STATED EXERCISE
Reproduce exactly, with no other output, every line of the data below from the line containing "Expected: one point per instance of the mountain" to the end, inclusive.

INPUT FOR THIS TASK

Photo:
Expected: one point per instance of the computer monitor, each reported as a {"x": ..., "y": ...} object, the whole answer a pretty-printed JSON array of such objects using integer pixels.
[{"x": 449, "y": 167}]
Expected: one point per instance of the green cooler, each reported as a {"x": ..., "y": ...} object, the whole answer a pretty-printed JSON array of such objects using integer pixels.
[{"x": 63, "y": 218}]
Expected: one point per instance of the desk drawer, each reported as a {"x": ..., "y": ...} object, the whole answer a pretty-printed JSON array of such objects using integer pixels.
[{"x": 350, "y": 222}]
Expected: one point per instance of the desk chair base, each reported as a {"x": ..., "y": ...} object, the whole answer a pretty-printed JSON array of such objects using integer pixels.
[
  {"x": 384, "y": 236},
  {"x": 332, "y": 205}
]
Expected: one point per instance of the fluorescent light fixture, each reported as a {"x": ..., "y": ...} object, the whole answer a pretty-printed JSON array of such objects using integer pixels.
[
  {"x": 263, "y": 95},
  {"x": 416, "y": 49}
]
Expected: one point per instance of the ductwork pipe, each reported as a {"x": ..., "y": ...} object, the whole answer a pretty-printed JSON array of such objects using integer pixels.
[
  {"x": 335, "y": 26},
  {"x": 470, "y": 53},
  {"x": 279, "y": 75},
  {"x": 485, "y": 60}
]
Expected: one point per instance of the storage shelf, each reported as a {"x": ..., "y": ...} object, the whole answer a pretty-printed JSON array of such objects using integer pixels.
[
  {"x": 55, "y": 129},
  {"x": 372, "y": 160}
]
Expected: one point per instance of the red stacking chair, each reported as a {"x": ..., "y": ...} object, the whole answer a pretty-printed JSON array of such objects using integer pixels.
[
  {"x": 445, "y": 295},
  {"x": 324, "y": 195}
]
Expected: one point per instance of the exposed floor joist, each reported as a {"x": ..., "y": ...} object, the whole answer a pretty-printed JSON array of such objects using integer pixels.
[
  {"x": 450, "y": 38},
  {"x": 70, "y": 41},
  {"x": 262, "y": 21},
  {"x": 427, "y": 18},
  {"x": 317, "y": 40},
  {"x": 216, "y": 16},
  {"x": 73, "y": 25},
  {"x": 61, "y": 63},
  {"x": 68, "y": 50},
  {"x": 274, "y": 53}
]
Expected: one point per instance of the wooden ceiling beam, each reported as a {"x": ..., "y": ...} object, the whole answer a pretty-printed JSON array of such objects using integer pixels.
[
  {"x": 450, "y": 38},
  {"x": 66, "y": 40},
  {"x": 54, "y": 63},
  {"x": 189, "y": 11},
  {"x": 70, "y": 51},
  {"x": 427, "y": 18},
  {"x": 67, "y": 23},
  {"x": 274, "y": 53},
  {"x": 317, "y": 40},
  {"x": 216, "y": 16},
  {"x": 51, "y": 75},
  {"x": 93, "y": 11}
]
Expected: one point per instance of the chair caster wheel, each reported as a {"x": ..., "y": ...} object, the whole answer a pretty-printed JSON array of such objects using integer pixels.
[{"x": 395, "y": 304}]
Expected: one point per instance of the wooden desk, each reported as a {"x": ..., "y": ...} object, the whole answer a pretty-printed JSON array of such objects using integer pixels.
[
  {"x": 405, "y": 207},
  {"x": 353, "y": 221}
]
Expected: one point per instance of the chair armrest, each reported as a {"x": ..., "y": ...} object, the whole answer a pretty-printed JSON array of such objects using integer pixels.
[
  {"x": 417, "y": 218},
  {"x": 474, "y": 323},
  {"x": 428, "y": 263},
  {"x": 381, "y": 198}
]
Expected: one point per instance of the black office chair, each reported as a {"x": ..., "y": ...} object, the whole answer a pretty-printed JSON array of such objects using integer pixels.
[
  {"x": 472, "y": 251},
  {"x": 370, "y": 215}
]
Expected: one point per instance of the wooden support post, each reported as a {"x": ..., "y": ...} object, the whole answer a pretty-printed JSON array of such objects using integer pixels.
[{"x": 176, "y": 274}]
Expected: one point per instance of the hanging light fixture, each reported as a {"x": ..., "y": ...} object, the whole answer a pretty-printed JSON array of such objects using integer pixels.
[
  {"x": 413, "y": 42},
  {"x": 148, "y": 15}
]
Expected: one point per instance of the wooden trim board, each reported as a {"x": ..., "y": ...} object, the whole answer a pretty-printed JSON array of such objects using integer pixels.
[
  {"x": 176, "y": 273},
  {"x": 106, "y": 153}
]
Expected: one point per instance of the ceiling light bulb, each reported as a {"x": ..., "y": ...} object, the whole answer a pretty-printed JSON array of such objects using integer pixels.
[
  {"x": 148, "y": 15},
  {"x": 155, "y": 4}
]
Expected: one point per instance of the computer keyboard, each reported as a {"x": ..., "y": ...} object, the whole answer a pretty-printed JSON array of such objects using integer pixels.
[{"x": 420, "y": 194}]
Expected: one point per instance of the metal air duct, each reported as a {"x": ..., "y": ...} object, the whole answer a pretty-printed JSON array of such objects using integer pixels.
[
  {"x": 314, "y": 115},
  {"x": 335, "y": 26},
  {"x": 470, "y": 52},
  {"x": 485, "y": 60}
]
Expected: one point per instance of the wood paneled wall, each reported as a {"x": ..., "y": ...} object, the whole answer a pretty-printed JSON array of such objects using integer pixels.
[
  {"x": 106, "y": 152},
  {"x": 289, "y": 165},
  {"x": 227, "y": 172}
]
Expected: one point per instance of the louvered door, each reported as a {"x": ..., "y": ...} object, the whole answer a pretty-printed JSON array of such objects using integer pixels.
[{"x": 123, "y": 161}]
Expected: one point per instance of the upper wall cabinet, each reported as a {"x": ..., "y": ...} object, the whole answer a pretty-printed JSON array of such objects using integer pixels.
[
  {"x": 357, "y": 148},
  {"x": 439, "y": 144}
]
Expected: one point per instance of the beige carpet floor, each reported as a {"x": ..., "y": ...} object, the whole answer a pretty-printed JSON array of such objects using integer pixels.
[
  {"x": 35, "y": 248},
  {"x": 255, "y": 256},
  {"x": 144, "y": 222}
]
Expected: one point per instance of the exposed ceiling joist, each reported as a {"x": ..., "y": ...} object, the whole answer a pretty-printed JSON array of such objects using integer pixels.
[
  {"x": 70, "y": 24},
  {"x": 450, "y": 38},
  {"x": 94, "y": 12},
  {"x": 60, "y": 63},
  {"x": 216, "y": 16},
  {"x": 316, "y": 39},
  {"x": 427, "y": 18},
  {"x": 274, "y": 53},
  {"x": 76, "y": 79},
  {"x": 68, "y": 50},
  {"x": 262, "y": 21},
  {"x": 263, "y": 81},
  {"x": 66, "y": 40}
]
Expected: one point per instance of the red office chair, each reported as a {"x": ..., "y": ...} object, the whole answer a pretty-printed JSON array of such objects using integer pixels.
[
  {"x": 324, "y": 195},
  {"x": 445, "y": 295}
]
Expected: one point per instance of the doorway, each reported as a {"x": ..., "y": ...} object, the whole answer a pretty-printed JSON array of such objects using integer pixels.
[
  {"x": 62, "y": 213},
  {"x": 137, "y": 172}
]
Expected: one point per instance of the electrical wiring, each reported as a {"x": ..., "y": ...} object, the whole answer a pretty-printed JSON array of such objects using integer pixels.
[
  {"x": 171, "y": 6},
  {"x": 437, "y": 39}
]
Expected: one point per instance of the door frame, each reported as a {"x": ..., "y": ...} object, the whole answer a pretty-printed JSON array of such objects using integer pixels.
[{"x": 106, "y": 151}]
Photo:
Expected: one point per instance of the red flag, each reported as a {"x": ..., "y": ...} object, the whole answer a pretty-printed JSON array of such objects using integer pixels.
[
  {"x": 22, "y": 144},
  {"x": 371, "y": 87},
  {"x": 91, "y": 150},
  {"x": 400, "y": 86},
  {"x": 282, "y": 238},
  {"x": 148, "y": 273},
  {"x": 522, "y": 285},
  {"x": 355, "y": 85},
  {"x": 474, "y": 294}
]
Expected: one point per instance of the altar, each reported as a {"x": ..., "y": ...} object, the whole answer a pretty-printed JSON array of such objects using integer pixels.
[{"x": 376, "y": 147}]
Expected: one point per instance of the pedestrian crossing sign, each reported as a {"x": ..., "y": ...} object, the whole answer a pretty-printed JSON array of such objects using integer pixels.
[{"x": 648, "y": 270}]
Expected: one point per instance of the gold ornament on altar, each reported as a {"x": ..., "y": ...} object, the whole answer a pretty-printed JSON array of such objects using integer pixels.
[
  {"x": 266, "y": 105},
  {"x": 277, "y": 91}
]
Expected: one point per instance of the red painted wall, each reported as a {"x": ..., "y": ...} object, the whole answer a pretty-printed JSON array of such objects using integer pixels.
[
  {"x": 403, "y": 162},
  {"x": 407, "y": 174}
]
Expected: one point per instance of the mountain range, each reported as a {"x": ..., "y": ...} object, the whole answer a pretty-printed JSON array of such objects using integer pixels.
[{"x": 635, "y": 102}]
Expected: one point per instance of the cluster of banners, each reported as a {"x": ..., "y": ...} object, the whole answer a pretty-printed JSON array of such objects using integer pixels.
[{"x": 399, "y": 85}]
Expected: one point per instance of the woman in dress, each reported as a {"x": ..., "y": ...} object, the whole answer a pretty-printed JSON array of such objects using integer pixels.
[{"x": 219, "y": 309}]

RESULT OF THIS TASK
Expected: one point per instance of the mountain range, each reported as a {"x": ..., "y": ...} object, the whole answer a pretty-printed JSON array of such objects using integer pixels.
[{"x": 635, "y": 102}]
Expected: one point per instance of the cluster of banners, each reported as a {"x": ..., "y": ...} object, the whole answer a pretty-printed JSON array of such objects using integer pixels.
[{"x": 399, "y": 85}]
Expected: one point per instance of the woman in dress, each reported as a {"x": ..., "y": ...} object, the whole answer a pretty-printed JSON array of such objects using integer pixels.
[{"x": 219, "y": 309}]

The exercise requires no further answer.